BEGIN
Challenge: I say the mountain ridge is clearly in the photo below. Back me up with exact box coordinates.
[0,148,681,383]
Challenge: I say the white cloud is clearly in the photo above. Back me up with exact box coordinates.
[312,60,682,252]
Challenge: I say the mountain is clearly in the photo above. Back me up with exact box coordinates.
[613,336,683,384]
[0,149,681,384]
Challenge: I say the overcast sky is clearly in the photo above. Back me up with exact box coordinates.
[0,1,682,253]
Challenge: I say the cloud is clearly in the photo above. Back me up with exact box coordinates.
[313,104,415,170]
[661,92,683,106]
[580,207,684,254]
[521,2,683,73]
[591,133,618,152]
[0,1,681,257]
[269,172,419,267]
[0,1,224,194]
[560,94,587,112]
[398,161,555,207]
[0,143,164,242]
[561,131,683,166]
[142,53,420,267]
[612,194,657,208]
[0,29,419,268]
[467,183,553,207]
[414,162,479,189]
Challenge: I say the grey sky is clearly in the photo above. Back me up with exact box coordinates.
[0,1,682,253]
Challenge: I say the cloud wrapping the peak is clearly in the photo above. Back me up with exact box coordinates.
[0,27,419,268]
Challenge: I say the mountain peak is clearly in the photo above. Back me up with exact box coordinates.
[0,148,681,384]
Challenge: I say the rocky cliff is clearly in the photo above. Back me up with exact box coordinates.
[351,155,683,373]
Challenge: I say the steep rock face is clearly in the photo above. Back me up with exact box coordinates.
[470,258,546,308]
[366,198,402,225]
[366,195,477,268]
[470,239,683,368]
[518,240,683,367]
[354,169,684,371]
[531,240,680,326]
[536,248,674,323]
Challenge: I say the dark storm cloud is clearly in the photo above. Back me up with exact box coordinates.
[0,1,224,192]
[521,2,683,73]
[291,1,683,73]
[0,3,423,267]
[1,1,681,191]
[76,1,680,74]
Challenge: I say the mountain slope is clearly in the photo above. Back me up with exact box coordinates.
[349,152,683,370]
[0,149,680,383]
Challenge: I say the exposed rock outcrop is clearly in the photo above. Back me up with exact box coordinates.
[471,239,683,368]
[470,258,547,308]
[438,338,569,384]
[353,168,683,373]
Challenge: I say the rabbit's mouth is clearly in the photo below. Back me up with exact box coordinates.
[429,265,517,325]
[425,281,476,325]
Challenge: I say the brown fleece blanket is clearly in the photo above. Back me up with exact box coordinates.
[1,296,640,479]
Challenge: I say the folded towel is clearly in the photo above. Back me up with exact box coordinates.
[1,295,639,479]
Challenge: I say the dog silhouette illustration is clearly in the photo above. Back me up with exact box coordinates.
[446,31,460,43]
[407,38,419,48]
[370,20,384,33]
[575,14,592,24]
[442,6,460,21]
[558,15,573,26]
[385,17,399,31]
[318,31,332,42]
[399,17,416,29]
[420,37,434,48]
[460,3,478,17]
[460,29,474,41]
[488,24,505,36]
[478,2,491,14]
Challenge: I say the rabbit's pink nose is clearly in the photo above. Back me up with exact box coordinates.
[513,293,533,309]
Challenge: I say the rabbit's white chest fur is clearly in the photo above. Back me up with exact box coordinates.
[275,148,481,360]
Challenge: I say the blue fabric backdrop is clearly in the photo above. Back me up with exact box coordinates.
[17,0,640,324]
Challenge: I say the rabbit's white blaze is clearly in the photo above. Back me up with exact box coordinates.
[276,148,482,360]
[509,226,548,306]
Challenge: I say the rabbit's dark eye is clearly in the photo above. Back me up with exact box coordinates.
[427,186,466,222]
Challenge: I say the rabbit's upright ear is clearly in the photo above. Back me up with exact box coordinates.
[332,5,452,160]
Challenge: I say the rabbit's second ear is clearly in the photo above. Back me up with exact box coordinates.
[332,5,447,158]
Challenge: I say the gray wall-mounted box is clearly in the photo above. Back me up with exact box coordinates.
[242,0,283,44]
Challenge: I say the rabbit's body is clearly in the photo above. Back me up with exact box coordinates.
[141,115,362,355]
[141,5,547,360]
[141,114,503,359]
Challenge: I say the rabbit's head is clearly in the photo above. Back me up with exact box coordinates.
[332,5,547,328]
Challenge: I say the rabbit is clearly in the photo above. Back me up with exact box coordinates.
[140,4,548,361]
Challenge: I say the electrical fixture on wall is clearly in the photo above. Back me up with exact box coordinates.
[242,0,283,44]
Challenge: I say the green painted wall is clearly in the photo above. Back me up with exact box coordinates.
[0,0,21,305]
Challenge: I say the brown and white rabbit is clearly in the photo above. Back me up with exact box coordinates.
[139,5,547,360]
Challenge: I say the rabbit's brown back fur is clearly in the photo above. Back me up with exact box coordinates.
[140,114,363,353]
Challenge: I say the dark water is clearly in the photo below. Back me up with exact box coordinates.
END
# [Problem details]
Copy all of the data above, character for character.

# [Task answer]
Challenge: I say the mountain ridge is clearly in the photo below. Back me up with exact box coordinates.
[0,148,681,383]
Challenge: I say the white cloud is clearly in the photo above. Back me up with exact box coordinates.
[312,60,682,252]
Challenge: I say the mountain is clearly in the photo above. Back me up with exact box coordinates.
[613,336,683,384]
[0,149,681,384]
Challenge: I say the overcast sky is clearly in the photo above. Back me up with exact box coordinates.
[0,1,682,253]
Challenge: I say the cloud is clearly in the photo above. Back me up with exact box coordinates.
[313,104,415,170]
[661,92,683,106]
[580,207,684,254]
[521,2,683,73]
[591,133,618,152]
[0,1,681,257]
[269,172,419,267]
[0,1,224,194]
[560,94,587,112]
[398,161,555,207]
[0,143,164,242]
[561,131,683,166]
[142,53,420,267]
[612,194,657,208]
[0,29,419,268]
[467,183,553,207]
[414,162,479,189]
Challenge: I say the grey sky is clearly in the photo above. Back me up with exact box coordinates.
[0,1,682,253]
Challenge: I say the cloud wrapping the peak is clearly in the photo above. Back me up with exact box coordinates.
[0,27,419,268]
Challenge: I say the mountain peak is clearly in the photo above. Back me up with exact box coordinates.
[0,148,681,384]
Challenge: I say the rocky cliff is clearly in the photo above. Back me up with exact box coordinates.
[351,155,683,373]
Challenge: I say the steep rock face is clearly in the photo above. Back me up with exact box coordinates.
[470,258,546,308]
[366,198,402,225]
[366,195,477,268]
[470,239,683,368]
[518,240,683,367]
[354,169,684,371]
[531,240,680,326]
[536,248,674,323]
Challenge: I say the dark storm cloud is clearly in the photo above. Back me up with exact box coordinates.
[0,1,224,192]
[521,2,683,73]
[291,1,683,73]
[0,3,423,267]
[1,1,681,191]
[76,1,680,74]
Challenge: I say the mountain slope is clearly in the photo above. Back me up with exact box coordinates.
[349,152,683,370]
[0,149,680,383]
Challenge: I say the exposed rock outcrop is clearly in the photo above. Back me up with exact box coordinates.
[471,239,683,368]
[470,258,547,308]
[438,338,569,384]
[353,168,683,373]
Challenge: I say the rabbit's mouth is clearly in the photo below. Back me up with exact box coordinates.
[429,265,517,325]
[425,281,476,325]
Challenge: I say the brown fleece blanket is clearly in the photo above. Back me up with exact box coordinates.
[1,296,640,479]
Challenge: I say the folded towel is clearly in the photo above. Back me up with exact box coordinates.
[1,295,639,479]
Challenge: I say the dog silhouette illustration is clearly in the photo above. Back me up with exact box coordinates.
[446,31,460,43]
[407,38,419,48]
[370,20,384,33]
[575,14,592,24]
[442,6,460,21]
[558,15,573,26]
[385,17,399,31]
[318,31,332,42]
[399,17,416,29]
[420,37,434,48]
[460,3,478,17]
[460,29,474,41]
[488,24,505,36]
[478,2,491,14]
Challenge: I say the rabbit's pink nose is clearly in the photo above. Back me up with exact box coordinates.
[513,293,533,309]
Challenge: I say the rabbit's white chest fur is clearly in the photo above. Back me up with exact box coordinates.
[275,148,481,360]
Challenge: I say the blue fabric backdrop is clearly in the photo above. Back me up with exact box coordinates.
[17,0,640,324]
Challenge: I say the rabbit's white blaze is clearly in the photo above. Back me up with exact box coordinates.
[276,148,482,360]
[509,226,548,306]
Challenge: I say the rabbit's dark eye is clearly in the photo above. Back me up with exact box coordinates.
[427,186,466,222]
Challenge: I say the rabbit's upright ear is clearly in the photo above. Back me up with exact box coordinates.
[332,5,452,160]
Challenge: I say the rabbit's second ear is clearly in the photo above. Back me up with exact box coordinates.
[332,5,447,158]
Challenge: I say the gray wall-mounted box is clearly in the photo above. Back me up with exact box coordinates.
[242,0,283,44]
Challenge: I say the rabbit's body is clearly in the photo above. Back me up with exact box coordinates.
[141,115,362,355]
[141,5,547,360]
[141,114,503,359]
Challenge: I say the rabbit's head is clearly in the photo above. Back me up with exact box coordinates.
[332,5,547,328]
Challenge: I say the rabbit is clearly in the photo above. Back me up with exact box coordinates.
[140,4,548,361]
Challenge: I say the electrical fixture on wall is clearly in the photo above. Back me up with exact box coordinates.
[242,0,283,44]
Challenge: I say the green painted wall is clearly in the photo above. Back me up with exact box coordinates.
[0,0,21,305]
Challenge: I say the brown and white rabbit is clearly in the photo above. Back me up with exact box coordinates.
[139,5,547,360]
Challenge: I say the rabbit's brown back fur is clearly in the photo above. Back me up with exact box coordinates.
[140,114,363,353]
Challenge: I say the dark water is clearly in the photo below. Back me up with exact box coordinates.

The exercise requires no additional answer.